* YOUR INSTRUCTIONS: Wherever "white" turns up in a line of the entries below, that line counts. Say how many such lines there are, with no other words.

Entries taken from a collection
------------------------------------------------------------

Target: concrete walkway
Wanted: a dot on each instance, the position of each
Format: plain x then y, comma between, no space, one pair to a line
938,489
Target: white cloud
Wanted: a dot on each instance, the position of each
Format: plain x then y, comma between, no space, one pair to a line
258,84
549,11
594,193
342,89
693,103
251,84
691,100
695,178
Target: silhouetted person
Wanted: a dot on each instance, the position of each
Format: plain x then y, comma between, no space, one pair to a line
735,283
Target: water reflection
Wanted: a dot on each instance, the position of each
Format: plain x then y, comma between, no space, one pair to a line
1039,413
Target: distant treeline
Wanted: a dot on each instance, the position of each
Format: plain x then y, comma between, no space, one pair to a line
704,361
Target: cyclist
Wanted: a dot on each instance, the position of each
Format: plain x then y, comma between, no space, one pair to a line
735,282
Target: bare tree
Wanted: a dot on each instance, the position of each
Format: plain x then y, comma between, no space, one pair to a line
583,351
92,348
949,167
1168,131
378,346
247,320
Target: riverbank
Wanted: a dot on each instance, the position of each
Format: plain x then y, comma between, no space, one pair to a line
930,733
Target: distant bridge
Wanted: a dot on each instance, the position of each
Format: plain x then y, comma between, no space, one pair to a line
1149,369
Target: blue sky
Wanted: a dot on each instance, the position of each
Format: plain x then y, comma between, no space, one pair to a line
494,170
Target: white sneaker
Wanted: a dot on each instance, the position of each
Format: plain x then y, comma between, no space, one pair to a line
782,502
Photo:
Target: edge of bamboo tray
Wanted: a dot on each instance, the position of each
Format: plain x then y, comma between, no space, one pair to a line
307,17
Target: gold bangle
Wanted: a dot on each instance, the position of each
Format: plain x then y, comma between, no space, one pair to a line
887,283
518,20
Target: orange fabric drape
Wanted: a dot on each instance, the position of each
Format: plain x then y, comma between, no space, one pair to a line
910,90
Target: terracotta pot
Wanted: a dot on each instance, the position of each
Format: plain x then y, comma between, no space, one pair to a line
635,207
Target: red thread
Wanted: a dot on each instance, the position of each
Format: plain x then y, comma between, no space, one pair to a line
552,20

------------------------------------------------------------

* OUTPUT OF THE EXERCISE: 2